1. Wearable Technology: includes activity trackers, smart watches, heart rate monitors and GPS tracking devices. Bringing in fun ‘steps’ contests and other data-driven activities can increase engagement among not only athletes but spectators.

2. Body Weight Training: While not specifically a sports trend, this form of fitness is something that can provide enjoyable entertainment for spectators and family members. Push-up contests, pull-ups and more can add a level of interactive fun.

3. High-Intensity Interval Training (HIIT): Another aspect that can be used to engage onlookers. HIIT, which involves short bursts of activity followed by a short period of rest or recovery, these exercise programs are usually performed in less than 30 minutes. Mobile apps(mentioned further along in this article) have been a boon to HIIT, allowing individuals to work out at home.

4. Educated and Experienced Fitness Professionals. This is something event owners are seeing – a demand from athletes and parents to have professionals on the sidelines in case of injuries or emergencies.

5. Strength Training. Strength training, long a staple of health club workouts, is growing. Its presence will be seen in cross-fitness competitions, as well as powerlifting and weightlifting events.

6. Group Training: Group exercise instructors teach, lead and motivate individuals though intentionally designed group exercise classes. Again, this is good news for event planners, since it can lead to groups taking part in everything from 5K runs to obstacle races to swimming and triathlons.

7. Exercise is Medicine. Exercise is Medicine is a global health initiative that is focused on encouraging primary care physicians and other health care providers to include physical activity when designing treatment plans for patients and referring their patients to exercise professionals.

····················

**What to do**
1. Can you pull out the passage of the fitness trends list from "2. Body Weight" up to and including "injuries or emergencies.", word for word?
2. Could you extend the fitness trends list by writing what comes after its final entry?

**Record extracts**

····················

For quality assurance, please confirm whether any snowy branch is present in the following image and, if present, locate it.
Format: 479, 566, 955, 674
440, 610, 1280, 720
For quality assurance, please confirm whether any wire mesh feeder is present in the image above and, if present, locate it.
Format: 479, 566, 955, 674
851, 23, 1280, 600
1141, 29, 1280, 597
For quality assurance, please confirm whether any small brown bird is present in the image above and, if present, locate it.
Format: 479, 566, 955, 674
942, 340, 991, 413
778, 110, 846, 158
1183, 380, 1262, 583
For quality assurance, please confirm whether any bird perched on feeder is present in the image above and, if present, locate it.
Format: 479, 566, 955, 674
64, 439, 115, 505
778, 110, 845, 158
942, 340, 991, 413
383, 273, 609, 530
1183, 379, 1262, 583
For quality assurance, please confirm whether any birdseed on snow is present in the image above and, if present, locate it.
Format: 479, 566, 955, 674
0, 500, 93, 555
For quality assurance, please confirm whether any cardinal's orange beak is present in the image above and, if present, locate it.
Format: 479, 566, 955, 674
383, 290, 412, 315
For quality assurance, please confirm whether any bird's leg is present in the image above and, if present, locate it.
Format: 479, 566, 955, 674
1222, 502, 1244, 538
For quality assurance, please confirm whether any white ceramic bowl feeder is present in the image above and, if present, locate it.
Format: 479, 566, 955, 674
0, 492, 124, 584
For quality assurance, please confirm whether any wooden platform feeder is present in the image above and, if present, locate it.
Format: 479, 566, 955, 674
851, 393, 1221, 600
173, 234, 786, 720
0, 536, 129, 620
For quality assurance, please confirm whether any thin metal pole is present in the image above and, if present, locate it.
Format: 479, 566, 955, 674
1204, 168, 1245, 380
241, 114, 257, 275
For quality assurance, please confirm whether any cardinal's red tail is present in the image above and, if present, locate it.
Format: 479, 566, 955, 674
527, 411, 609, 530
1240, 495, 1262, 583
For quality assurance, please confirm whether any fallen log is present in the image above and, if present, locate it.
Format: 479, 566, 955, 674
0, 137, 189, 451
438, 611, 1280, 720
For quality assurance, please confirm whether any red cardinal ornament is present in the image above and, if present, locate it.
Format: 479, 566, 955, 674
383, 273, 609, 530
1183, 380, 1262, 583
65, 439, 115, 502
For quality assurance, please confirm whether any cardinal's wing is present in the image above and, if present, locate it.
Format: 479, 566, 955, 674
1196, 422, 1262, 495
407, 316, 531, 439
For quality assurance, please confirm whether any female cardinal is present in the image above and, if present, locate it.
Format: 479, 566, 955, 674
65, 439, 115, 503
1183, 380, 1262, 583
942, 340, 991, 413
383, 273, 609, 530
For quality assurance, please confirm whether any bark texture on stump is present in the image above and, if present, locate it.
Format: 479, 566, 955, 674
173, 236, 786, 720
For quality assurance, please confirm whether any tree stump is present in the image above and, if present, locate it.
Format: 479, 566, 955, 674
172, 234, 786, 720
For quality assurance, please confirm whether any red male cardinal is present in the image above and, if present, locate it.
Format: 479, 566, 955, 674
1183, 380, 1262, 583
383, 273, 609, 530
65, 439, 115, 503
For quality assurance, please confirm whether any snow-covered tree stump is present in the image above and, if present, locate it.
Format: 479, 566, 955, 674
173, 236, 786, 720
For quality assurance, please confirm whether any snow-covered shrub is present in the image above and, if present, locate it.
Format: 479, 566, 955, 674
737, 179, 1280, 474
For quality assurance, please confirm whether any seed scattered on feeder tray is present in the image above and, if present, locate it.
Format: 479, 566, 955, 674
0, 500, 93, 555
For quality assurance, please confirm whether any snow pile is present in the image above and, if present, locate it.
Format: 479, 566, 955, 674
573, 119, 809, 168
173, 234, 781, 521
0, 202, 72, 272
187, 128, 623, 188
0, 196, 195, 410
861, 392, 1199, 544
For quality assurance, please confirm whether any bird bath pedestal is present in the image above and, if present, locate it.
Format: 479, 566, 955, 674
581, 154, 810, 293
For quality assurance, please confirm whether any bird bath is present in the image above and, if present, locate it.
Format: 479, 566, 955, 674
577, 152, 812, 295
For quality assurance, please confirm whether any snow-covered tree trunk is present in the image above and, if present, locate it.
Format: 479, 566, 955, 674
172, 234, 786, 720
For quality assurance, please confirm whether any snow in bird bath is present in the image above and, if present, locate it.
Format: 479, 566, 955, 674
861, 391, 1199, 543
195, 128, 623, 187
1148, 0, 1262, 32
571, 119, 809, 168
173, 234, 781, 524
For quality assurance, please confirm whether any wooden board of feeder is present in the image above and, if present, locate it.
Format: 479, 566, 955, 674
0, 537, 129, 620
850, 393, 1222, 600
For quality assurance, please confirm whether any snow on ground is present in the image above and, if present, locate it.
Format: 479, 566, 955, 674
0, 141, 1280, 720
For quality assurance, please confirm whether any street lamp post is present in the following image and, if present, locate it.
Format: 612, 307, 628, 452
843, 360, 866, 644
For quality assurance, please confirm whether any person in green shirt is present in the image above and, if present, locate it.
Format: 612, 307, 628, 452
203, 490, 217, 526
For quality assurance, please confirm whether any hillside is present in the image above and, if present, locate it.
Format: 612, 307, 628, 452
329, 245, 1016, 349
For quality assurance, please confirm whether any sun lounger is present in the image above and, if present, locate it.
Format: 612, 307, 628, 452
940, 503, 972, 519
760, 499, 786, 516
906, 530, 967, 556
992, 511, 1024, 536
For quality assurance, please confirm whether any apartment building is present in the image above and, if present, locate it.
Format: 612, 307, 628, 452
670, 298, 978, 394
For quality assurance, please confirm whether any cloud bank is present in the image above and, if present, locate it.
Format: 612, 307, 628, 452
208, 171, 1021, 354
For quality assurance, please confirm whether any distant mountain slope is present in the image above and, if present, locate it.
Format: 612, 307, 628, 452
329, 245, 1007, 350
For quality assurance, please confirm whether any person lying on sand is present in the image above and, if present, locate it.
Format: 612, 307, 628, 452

····················

**Answer list**
1.
2. Body Weight Training: While not specifically a sports trend, this form of fitness is something that can provide enjoyable entertainment for spectators and family members. Push-up contests, pull-ups and more can add a level of interactive fun.

3. High-Intensity Interval Training (HIIT): Another aspect that can be used to engage onlookers. HIIT, which involves short bursts of activity followed by a short period of rest or recovery, these exercise programs are usually performed in less than 30 minutes. Mobile apps(mentioned further along in this article) have been a boon to HIIT, allowing individuals to work out at home.

4. Educated and Experienced Fitness Professionals. This is something event owners are seeing – a demand from athletes and parents to have professionals on the sidelines in case of injuries or emergencies.

2.
8. Yoga. Based on ancient tradition, yoga utilizes a series of specific bodily postures practiced for health and relaxation. Planners who respond to a demand from attendees at events, to have recreation for families and friends, are taking advantage of local yoga studios and instructors to feature a value-added component for their events.

9. Personal Training. Education, training and proper credentialing for personal trainers have become increasingly important to the health and fitness facilities that employ them; as a result, event owners are beginning to request information on the qualifications of any individuals on staff at venues who will be caring for athletes.

10. Exercise and Weight Loss. It’s not just for New Year’s any more, and it’s driving tremendous growth in sports events. As individuals, particularly adults, return to fitness, they are seeking measurable results.

11. Fitness programs for older adults. Sports like pickleball, cycling and Masters Swimming are bringing in the 50-plus crowd and reaping the financial rewards. If planners aren’t aiming at this demographic, they’re missing out.

12. Functional fitness. Defined as using strength training to improve balance, coordination, force, power, and endurance to enhance someone’s ability to perform activities of daily living, functional fitness continues to grow. An offshoot of it is the ramped-up version used by cross-fitness competitors (another growth area in sports events).

13. Outdoor activities. Hiking, canoeing, kayaking, and games or sports are examples of outdoor activities, but so are overnight activities such as camping and mountain climbing. Adventure racing events fall into this category as well.

From 14-20, trends expected to gather momentum include Group Personal Training, Wellness Coaching, Worksite Health Promotions, Smartphone Exercise Apps (often tied in with other trends such as HIIT), Outcome Measurements, Circuit Training and Flexibility and Mobility Rollers.

So what is the difference between a fad and a trend? A trend has staying power, whereas a fad comes and goes. However, the only true measure of which item belongs in which category is its staying power over time – and that is something that might have to wait for each successive year’s survey to evaluate. For event owners and rights holders, the right approach involves doing research, watching participation and sometimes even making a leap of faith and working to harness the momentum of a growing sport.